== Listed records ==

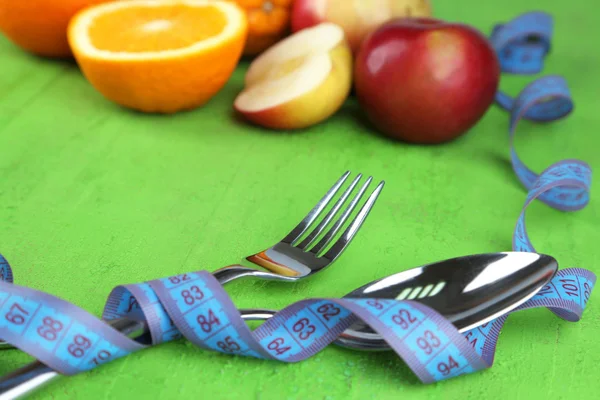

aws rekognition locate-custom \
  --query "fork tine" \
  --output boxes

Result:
[282,171,351,245]
[322,180,384,260]
[296,174,362,250]
[309,176,373,255]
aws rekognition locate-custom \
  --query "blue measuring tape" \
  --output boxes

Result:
[0,258,595,384]
[0,11,596,385]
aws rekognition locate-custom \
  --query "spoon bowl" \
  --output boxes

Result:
[335,251,558,350]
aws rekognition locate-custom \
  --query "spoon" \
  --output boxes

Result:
[0,251,557,399]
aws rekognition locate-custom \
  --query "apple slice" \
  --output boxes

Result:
[234,23,352,130]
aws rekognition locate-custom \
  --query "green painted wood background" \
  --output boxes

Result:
[1,0,598,398]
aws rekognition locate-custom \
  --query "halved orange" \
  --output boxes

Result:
[68,0,248,113]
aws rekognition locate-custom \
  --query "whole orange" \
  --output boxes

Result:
[223,0,293,56]
[0,0,115,57]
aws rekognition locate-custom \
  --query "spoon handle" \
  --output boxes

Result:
[0,309,275,400]
[0,317,145,400]
[0,362,56,400]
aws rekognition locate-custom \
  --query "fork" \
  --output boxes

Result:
[0,171,384,399]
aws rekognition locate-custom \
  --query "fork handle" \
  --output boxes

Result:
[212,265,264,285]
[0,266,265,352]
[212,264,297,284]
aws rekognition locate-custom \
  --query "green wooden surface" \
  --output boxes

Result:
[1,0,599,398]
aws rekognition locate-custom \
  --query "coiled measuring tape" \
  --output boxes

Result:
[0,258,596,384]
[0,11,596,384]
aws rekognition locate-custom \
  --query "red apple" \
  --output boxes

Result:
[291,0,433,54]
[354,18,501,144]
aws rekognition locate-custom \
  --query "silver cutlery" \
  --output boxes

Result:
[0,251,557,398]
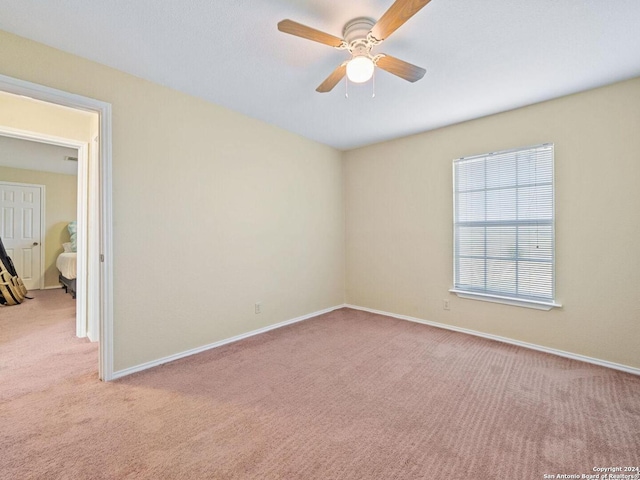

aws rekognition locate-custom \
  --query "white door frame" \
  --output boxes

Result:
[0,73,114,381]
[0,180,46,290]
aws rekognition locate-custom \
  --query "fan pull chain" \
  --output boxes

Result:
[372,69,376,98]
[345,76,349,99]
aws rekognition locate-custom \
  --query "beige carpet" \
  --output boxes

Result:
[2,290,639,479]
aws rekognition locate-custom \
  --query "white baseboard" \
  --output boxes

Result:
[111,304,347,380]
[43,285,64,290]
[111,303,640,381]
[345,304,640,376]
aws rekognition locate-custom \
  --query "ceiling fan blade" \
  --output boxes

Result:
[316,64,347,93]
[376,55,426,82]
[370,0,433,42]
[278,19,344,48]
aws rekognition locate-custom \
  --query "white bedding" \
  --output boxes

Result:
[56,252,77,280]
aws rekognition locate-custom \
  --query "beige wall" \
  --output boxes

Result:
[0,166,77,287]
[344,77,640,369]
[0,30,345,371]
[0,90,94,141]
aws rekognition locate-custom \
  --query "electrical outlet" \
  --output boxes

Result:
[443,299,451,310]
[255,302,262,314]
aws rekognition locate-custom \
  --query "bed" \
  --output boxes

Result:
[56,252,77,298]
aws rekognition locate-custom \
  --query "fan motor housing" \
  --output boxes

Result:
[342,17,375,44]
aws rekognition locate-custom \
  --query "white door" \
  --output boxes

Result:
[0,182,43,290]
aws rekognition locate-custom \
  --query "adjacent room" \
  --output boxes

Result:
[0,136,78,293]
[1,1,639,478]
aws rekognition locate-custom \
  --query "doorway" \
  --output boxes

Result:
[0,127,91,342]
[0,74,113,380]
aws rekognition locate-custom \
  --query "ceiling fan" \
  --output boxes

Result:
[277,0,432,93]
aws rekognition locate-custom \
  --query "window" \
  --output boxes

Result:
[451,144,560,310]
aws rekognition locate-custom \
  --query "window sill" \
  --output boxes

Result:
[449,289,562,311]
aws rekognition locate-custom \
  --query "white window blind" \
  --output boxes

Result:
[453,144,556,307]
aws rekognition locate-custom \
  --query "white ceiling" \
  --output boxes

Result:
[1,0,639,150]
[0,135,78,175]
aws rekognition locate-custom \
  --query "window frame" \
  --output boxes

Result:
[450,143,561,311]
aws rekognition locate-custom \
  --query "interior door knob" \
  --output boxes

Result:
[33,242,39,246]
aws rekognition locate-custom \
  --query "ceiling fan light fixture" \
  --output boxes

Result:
[346,55,374,83]
[278,0,431,93]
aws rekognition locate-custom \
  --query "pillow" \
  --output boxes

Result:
[62,242,73,253]
[67,221,77,253]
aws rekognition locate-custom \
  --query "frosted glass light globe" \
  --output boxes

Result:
[346,56,374,83]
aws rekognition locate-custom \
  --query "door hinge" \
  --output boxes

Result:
[100,254,105,262]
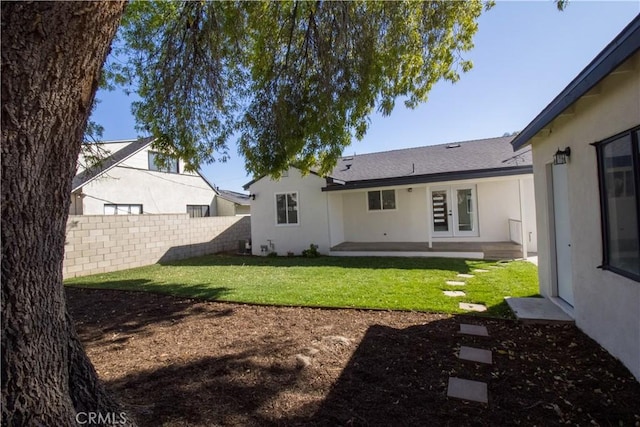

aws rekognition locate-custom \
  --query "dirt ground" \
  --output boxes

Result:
[66,287,640,427]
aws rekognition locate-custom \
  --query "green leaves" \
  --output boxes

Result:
[108,0,487,177]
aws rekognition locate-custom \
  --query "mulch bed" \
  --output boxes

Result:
[67,287,640,426]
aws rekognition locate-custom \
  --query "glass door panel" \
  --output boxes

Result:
[456,188,473,232]
[431,189,451,235]
[452,185,478,237]
[431,186,478,237]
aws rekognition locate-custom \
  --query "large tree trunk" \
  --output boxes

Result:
[1,2,128,425]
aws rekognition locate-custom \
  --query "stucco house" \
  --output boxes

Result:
[245,135,536,259]
[70,137,250,217]
[216,189,251,216]
[510,15,639,380]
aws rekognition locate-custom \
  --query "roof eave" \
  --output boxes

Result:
[511,14,640,151]
[72,137,155,192]
[321,166,533,192]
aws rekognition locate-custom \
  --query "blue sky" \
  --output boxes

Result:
[91,1,639,193]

== Problem details ==
Where a line of the listing holds the string "handle", copy that line.

== Answer area ==
  --query "spoon handle" \
  --query "fork handle" \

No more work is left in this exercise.